Extract to read:
##########

Upgrading Capitalism (and Democracy)

I just finished reading "Capitalism 3.0: Reclaiming the Commons" by Peter Barnes.   I think the concepts and policies laid out in the book can help the Democratic party "upgrade" its worldview, its approach to public policy, and the language it uses (and its Republican opponents use) to talk about them to the American people.  

In doing so, it could also accelerate and solidify the political realignment necessary to implement real solutions to the problems that plague our country and the world.  At its core is the fundamental realization that "we're all in this together" and that our current capitalist system dangerously ignores that reality, as evidenced by the growing negative impacts it is having on our economy, environment, democracy and culture.

Below I've included an extended excerpt from the Preface of the book.  Before that, I'm provided links to a list of blog posts on this subject by Barnes, the Amazon page for the book, and an online pdf version of the book available under a Creative Commons license.  

In my view, anyone seriously interested in issues like global warming, economic fairness, healthcare and political reform, and in Democratic political strategy and political realignment, should read at least some of this:

http://onthecommons.org/peterbarnes  
http://www.amazon.com/Capitalism-3-0-Rec laiming-Commons-Currents/dp/1576753611
http://onthecommons.org/files/Capitalism _3.0_Peter_Barnes.pdf

The second-to-last paragraph in the Preface made me think that the book may be especially timely following the 2006 election:

Fortunately, corporations only dominate government most of the time; every once in a while, they lose their grip. So it's possible to imagine that the next time corporate dominance ebbs, government--acting on behalf of commoners--swiftly fortifies the commons. It assigns new property rights to commons trusts, builds commons infrastructure, and spawns a new class of genuine co-owners. When corporations regain political dominance, as they inevitably will, they can't undo the new system. The  commons now has safeguards and stakeholders; it's entrenched for the long haul. And in time, corporations accept the commons as their business partner. They find they can still make profits, plan farther ahead, and even become more globally competitive.

If we're at or approaching one of those periods in which there's an ebbing of corporate dominance--and I believe we may very well be--then Barnes' book is all the more timely and important.  I encourage you to read the excerpt below the fold and then go read the book and/or some of Barnes' blog posts.

I'm a businessman. I believe society should reward successful initiative with profit. At the same time, I know that profit-seeking activities have unhealthy side effects. They cause pollution, waste, inequality, anxiety, and no small amount of confusion about the purpose of life.

##########

Entries labeling object positions
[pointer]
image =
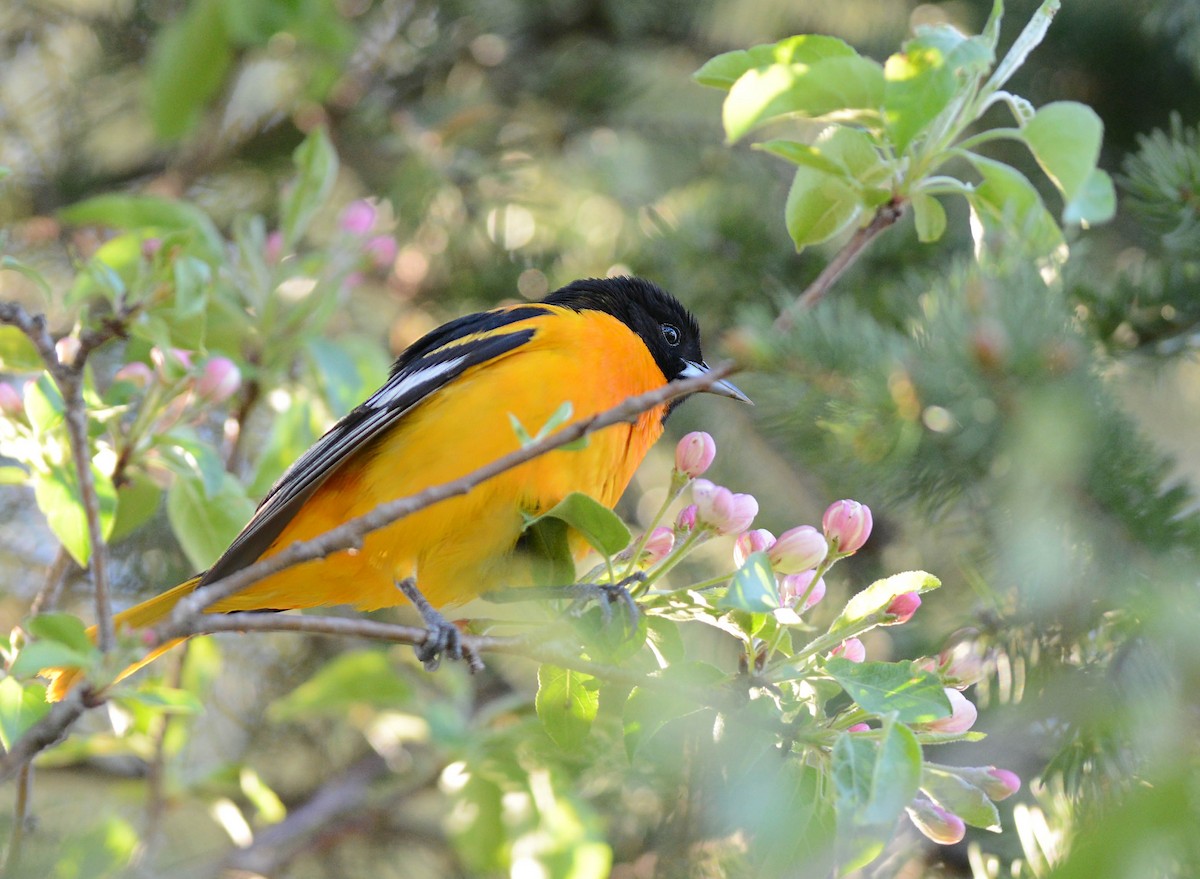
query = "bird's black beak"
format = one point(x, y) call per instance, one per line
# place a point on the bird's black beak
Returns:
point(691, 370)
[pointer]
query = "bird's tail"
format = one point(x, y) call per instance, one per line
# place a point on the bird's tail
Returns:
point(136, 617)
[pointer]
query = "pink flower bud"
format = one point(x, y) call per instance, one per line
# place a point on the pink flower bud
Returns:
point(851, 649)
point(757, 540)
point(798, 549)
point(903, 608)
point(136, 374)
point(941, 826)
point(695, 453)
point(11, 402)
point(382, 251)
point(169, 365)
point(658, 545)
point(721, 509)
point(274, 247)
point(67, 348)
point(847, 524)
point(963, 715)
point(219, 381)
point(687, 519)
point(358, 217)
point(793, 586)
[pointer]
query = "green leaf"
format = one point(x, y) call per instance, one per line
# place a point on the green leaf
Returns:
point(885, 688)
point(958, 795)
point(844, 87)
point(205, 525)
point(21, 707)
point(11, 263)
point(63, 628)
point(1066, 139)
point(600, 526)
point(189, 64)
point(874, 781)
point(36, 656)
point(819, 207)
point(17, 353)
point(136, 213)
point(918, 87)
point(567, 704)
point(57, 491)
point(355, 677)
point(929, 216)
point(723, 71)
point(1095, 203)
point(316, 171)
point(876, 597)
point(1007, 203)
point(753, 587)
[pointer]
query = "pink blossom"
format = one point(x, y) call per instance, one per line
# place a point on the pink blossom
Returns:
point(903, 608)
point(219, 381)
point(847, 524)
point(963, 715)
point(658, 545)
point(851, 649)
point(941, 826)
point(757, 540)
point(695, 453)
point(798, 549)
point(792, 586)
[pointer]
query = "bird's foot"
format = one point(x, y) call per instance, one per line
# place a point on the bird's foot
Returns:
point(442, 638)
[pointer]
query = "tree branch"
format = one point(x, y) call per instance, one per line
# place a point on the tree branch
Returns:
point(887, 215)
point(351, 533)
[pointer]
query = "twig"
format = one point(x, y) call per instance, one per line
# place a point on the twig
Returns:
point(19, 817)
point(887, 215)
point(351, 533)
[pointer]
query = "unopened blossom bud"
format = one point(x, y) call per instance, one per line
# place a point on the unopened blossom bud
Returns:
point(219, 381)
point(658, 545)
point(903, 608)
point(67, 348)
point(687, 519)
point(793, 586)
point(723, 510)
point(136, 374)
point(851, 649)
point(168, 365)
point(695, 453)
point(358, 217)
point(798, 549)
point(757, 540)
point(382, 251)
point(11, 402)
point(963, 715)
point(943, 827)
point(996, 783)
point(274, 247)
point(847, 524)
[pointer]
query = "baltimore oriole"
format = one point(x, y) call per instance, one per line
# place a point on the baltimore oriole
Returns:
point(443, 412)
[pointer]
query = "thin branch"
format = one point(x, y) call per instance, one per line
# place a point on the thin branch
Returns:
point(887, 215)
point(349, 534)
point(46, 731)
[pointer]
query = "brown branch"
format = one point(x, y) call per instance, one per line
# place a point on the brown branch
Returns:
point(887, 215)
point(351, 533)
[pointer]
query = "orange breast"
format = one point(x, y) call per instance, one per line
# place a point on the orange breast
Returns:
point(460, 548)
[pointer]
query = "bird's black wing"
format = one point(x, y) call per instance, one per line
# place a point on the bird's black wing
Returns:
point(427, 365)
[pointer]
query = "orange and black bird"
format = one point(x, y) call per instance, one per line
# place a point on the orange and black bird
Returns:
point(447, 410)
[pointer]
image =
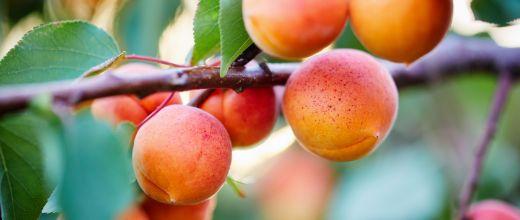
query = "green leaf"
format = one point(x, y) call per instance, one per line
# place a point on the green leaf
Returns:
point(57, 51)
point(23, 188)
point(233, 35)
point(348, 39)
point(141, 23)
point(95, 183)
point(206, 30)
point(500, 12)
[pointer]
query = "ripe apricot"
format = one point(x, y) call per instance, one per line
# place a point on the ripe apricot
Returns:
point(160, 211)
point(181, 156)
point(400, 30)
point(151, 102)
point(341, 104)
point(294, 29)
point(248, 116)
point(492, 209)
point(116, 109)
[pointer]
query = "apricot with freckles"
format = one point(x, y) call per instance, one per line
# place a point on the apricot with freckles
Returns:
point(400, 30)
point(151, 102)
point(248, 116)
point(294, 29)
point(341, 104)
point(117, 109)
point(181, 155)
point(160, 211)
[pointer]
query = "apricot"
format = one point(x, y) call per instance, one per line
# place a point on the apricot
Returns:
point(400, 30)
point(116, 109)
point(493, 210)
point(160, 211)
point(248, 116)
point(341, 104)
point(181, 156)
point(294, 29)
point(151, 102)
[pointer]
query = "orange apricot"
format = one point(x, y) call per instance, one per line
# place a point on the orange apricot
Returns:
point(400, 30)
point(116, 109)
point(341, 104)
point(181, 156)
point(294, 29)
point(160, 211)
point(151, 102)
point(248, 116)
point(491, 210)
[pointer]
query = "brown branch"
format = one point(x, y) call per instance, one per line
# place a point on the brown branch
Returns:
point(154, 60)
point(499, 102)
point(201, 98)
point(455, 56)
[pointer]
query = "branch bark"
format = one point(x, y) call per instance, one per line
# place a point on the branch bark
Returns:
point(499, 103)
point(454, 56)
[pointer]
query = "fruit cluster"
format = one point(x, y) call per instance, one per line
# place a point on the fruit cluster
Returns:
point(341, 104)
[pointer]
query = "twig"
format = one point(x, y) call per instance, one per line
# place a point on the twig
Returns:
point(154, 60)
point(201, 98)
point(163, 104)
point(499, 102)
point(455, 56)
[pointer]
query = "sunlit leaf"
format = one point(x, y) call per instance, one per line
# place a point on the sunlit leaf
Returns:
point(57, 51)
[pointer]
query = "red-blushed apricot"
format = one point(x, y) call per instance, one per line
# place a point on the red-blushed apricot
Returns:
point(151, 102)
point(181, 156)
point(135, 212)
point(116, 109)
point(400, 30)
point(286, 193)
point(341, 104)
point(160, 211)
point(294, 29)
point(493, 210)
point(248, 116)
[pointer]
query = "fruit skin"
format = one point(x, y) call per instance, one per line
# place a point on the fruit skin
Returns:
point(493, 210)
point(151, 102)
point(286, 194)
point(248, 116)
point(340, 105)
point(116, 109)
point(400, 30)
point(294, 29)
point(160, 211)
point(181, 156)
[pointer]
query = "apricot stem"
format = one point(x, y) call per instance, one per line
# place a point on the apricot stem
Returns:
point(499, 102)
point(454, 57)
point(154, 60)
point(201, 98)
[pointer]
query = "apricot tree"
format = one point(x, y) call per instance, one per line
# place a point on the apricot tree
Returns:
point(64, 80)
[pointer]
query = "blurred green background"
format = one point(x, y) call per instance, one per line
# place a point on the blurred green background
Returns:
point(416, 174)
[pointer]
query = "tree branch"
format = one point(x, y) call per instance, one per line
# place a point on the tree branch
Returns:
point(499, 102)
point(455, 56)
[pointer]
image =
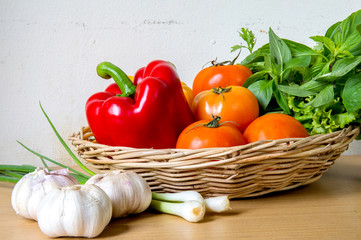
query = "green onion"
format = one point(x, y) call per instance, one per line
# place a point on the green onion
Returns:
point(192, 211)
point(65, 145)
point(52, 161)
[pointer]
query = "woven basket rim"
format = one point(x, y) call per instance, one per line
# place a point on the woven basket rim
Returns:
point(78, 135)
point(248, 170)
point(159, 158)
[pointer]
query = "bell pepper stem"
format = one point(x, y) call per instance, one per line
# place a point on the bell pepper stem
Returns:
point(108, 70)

##########

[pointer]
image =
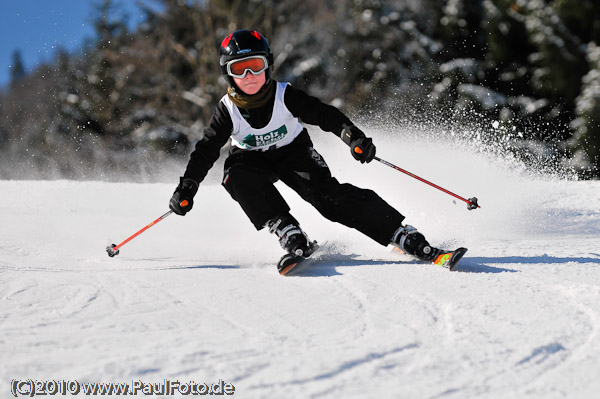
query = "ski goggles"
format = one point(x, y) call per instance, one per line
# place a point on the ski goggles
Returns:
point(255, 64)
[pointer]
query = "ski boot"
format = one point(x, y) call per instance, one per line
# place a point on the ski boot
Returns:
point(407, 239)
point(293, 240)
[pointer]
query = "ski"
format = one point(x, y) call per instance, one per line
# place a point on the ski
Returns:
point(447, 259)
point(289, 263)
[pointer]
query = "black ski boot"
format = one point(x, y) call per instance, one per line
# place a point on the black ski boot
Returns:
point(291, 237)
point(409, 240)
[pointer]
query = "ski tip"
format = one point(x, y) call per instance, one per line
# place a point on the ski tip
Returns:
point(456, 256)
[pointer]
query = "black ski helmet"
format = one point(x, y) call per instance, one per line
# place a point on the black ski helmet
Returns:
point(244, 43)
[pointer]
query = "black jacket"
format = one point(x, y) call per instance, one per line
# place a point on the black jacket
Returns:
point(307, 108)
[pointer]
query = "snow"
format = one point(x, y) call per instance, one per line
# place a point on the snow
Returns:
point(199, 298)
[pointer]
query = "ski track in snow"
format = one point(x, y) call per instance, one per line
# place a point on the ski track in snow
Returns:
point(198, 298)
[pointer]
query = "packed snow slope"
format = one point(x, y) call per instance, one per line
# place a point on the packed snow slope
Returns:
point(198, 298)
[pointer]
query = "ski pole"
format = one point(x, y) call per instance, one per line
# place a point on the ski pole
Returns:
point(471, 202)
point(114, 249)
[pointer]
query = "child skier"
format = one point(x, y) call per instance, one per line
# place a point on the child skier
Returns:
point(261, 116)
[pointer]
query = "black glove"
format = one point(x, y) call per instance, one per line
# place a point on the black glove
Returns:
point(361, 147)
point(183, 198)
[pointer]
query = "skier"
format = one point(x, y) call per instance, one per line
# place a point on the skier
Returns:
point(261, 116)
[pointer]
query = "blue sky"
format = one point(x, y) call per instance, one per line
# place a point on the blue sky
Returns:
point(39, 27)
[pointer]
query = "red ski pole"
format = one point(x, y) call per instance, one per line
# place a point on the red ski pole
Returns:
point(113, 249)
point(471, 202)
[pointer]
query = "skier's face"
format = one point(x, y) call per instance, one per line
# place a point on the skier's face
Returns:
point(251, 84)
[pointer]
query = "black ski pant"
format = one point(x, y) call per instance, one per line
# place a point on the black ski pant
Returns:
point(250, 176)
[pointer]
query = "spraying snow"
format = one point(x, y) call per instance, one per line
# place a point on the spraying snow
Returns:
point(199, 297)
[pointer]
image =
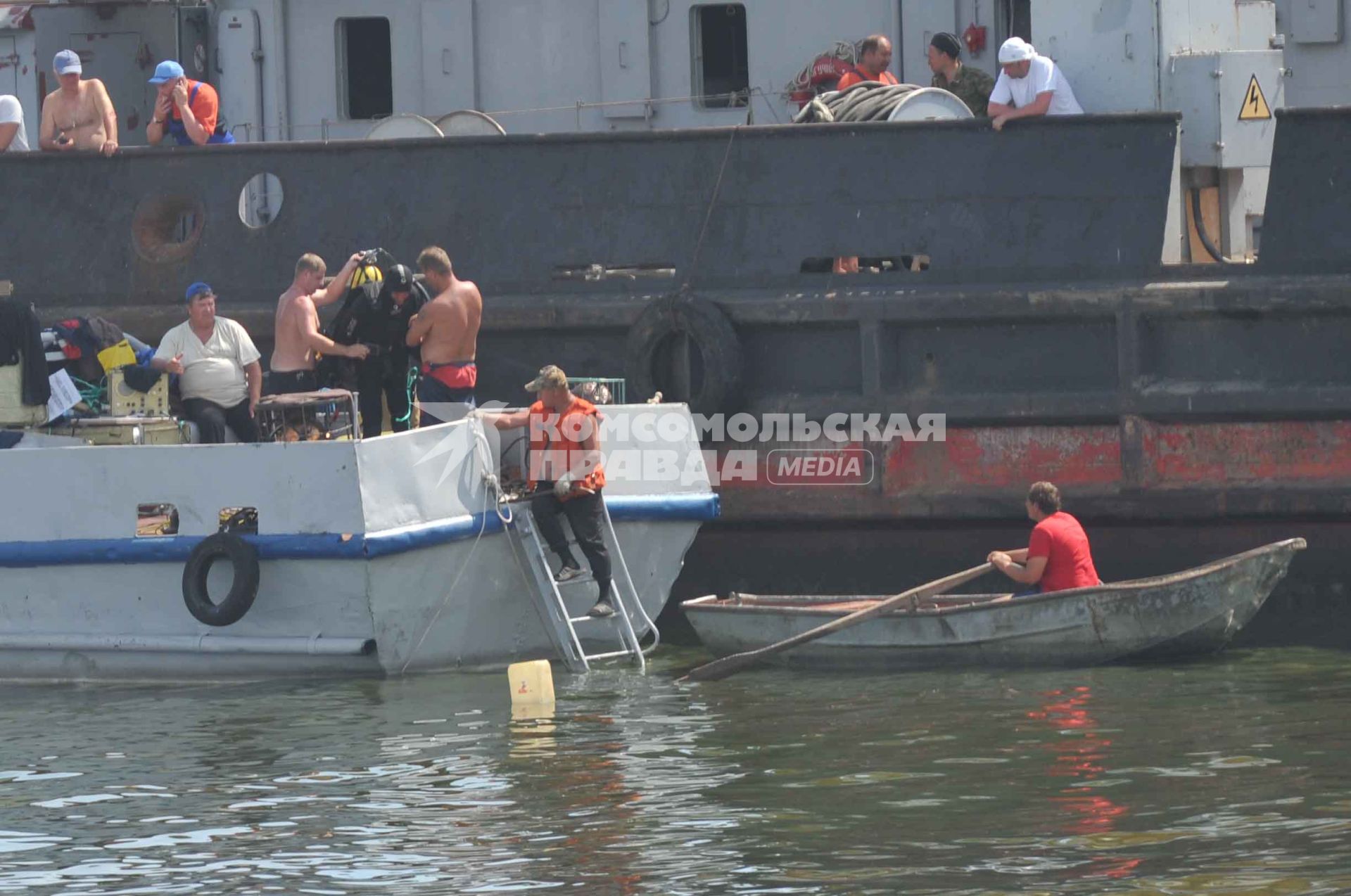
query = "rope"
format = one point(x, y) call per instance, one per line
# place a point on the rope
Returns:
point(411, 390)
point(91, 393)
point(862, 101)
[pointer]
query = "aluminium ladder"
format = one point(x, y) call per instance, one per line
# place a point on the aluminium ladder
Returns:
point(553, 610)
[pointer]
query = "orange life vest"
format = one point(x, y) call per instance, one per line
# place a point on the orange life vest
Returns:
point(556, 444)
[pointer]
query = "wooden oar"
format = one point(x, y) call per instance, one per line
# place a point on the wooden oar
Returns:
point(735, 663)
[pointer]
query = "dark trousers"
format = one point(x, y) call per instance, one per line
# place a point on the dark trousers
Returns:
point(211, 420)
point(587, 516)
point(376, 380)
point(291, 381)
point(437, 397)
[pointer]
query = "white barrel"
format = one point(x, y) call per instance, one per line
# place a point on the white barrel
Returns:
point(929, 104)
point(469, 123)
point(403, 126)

##########

Set exercise 1: Repeat the passage of the Capitalism 3.0 post starting with "In doing so, it" and going on through "Creative Commons license.", swapping "culture" for "society".
Set exercise 2: According to the Capitalism 3.0 post, under what kind of license is the online pdf version of the book available?
Set exercise 3: Supply the next part of the Capitalism 3.0 post, picking up after its final sentence.

Written answer 1:
In doing so, it could also accelerate and solidify the political realignment necessary to implement real solutions to the problems that plague our country and the world.  At its core is the fundamental realization that "we're all in this together" and that our current capitalist system dangerously ignores that reality, as evidenced by the growing negative impacts it is having on our economy, environment, democracy and society.

Below I've included an extended excerpt from the Preface of the book.  Before that, I'm provided links to a list of blog posts on this subject by Barnes, the Amazon page for the book, and an online pdf version of the book available under a Creative Commons license.

Written answer 2: A Creative Commons license.

Written answer 3:
I'm also a liberal, in the sense that I'm not averse to a role for government in society. Yet history has convinced me that representative government can't adequately protect the interests of ordinary citizens. Even less can it protect the interests of future generations, ecosystems, and nonhuman species. The reason is that most--though not all--of the time, government puts the interests of private corporations first. This is a systemic problem of a capitalist democracy, not just a matter of electing new leaders...

... For years the Right has been saying--nay, shouting--that government is flawed and that only privatization, deregulation, and tax cuts can save us. For just as long, the Left has been insisting that markets are flawed and that only government can save us. The trouble is that both sides are half-right and half-wrong. They're both right that markets and state are flawed, and both wrong that salvation lies in either sphere. But if that's the case, what are we to do? Is there, perhaps, a missing set of institutions that can help us?

...My initial ruminations focused on climate change caused by human emissions of heat-trapping gases. Some analysts saw this as a "tragedy of the commons"... I saw the problem instead as a pair of tragedies: first a tragedy of the market, which has no way of curbing its own excesses, and second a tragedy of government, which fails to protect the atmosphere because polluting corporations are powerful and future generations don't vote.

This way of viewing the situation led to a hypothesis: if the commons is a victim of market and government failures, rather than the cause of its own destruction, the remedy might lie in strengthening the commons. But how might that be done? According to prevailing wisdom, commons are inherently difficult to manage because no one effectively owns them. If Waste Management Inc. owned the atmosphere, it would charge dumpers a fee, just as it does for terrestrial landfills. But since no one has title to the atmosphere, dumping proceeds without limit or cost....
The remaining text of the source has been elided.